GOAL >> Exactly reproduce the line that contains "[point] every instance of the white window" and all lines after it in the entries below, through the very last line.

Part of a data file
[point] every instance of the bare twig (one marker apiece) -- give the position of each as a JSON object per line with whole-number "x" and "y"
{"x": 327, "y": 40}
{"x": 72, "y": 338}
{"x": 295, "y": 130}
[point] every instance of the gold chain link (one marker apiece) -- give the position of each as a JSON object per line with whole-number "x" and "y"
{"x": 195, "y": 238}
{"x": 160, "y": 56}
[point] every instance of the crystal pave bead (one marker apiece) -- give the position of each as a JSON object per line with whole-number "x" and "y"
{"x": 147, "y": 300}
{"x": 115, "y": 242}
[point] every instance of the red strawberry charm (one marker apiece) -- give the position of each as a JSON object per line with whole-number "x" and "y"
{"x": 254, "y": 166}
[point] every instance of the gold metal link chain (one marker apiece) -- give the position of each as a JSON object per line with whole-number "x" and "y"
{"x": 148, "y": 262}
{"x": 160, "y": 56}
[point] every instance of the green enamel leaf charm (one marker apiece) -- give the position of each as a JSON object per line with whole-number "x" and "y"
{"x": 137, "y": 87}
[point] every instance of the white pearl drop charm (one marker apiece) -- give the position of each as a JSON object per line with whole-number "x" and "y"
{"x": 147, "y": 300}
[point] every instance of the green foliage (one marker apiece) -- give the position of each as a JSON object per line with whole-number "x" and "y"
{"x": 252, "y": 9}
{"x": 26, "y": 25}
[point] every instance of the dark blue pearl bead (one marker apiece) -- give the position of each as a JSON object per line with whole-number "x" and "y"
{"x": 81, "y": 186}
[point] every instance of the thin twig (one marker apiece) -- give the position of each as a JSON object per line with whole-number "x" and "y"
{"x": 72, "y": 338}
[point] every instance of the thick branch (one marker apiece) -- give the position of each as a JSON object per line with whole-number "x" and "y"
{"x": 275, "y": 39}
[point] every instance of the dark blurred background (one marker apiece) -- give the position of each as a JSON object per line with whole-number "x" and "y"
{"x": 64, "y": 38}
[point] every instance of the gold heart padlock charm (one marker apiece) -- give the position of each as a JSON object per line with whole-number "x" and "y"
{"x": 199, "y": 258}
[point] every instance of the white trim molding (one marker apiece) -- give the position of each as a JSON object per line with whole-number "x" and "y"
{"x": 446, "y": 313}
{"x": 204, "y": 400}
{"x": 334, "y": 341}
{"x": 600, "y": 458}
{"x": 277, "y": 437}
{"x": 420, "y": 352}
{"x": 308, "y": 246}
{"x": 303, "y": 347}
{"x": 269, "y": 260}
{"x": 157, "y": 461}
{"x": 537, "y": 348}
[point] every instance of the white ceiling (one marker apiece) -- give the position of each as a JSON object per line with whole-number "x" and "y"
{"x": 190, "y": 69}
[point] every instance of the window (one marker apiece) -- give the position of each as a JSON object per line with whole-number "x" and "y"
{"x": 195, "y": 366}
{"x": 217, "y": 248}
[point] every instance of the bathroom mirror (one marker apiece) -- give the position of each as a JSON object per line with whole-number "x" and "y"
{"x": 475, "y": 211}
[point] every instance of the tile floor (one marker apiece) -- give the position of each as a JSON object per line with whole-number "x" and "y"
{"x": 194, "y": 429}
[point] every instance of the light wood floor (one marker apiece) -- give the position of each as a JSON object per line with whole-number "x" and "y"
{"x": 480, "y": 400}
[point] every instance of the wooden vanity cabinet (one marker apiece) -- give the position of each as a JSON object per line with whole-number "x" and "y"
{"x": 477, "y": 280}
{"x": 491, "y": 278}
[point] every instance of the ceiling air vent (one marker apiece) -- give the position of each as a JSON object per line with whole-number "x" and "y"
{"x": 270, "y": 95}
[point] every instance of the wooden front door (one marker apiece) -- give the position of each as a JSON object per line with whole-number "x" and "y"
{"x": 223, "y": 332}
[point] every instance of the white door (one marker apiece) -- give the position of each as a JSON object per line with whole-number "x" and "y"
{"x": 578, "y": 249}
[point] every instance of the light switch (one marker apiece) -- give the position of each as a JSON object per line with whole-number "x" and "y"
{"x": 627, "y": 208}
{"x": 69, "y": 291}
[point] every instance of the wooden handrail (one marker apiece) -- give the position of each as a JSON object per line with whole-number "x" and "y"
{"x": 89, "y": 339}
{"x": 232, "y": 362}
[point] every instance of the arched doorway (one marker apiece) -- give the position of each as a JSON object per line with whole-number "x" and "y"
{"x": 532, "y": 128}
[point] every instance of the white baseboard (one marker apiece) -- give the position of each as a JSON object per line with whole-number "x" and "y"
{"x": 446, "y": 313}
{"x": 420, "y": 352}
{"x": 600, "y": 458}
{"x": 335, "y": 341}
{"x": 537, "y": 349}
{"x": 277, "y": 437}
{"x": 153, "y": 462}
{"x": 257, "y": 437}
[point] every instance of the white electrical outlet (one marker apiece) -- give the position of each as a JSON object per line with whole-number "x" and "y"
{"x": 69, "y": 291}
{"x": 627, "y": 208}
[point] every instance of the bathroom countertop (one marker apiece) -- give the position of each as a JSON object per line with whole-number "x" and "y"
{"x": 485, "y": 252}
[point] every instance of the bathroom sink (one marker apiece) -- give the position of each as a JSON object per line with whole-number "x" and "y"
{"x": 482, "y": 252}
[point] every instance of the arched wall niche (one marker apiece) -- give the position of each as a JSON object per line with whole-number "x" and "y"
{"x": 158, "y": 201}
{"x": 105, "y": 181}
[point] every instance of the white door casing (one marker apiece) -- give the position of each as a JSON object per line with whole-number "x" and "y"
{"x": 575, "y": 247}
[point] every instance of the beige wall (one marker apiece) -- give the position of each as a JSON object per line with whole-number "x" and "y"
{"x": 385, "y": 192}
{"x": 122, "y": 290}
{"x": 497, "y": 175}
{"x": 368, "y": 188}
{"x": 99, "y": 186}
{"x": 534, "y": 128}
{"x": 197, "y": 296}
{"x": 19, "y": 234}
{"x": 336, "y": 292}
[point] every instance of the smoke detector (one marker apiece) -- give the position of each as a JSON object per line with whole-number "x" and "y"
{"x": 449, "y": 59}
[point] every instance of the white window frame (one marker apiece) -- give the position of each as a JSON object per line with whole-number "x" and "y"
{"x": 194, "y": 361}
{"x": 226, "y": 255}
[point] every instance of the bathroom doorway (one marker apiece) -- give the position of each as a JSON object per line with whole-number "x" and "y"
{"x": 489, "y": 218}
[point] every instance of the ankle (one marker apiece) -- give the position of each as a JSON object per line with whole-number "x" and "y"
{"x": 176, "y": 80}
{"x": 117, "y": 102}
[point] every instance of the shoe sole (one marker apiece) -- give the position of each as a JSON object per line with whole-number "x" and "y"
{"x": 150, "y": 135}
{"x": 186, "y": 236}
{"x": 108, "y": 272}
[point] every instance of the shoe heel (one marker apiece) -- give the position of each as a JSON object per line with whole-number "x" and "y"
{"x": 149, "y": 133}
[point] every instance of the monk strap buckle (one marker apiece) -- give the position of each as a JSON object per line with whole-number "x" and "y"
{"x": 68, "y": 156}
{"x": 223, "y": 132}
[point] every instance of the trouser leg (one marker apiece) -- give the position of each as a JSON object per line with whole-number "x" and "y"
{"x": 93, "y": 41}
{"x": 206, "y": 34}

RESPONSE TO THIS TASK >>
[point] every instance of the white window frame (one marker apiece) -- give the position of each as a JSON object per line with whole-number "x" and "y"
{"x": 194, "y": 361}
{"x": 226, "y": 255}
[point] every instance of the bathroom doorway (one marker apiece) -- give the position of each as a JSON object per line with whole-number "x" and "y"
{"x": 489, "y": 218}
[point] every instance of the ankle (one marker apiece) -- give the position of each as a JSON object per line with whole-number "x" and "y"
{"x": 176, "y": 80}
{"x": 117, "y": 102}
[point] every instance of the shoe sole (one marker apiece) -- give the position of each as a JSON object per line with whole-number "x" and "y"
{"x": 150, "y": 135}
{"x": 186, "y": 236}
{"x": 108, "y": 272}
[point] every instance of the shoe heel (one marker apiece) -- give the position of each as a JSON object per line with whole-number "x" and "y"
{"x": 149, "y": 133}
[point] every instance of the monk strap buckle (one marker apiece) -- give the position of each as a JSON object per line with whole-number "x" and "y"
{"x": 68, "y": 156}
{"x": 223, "y": 132}
[point] every instance of the trouser leg (one marker apiece) -- give the position of each as a JSON object per line with whole-number "x" and "y"
{"x": 93, "y": 41}
{"x": 206, "y": 34}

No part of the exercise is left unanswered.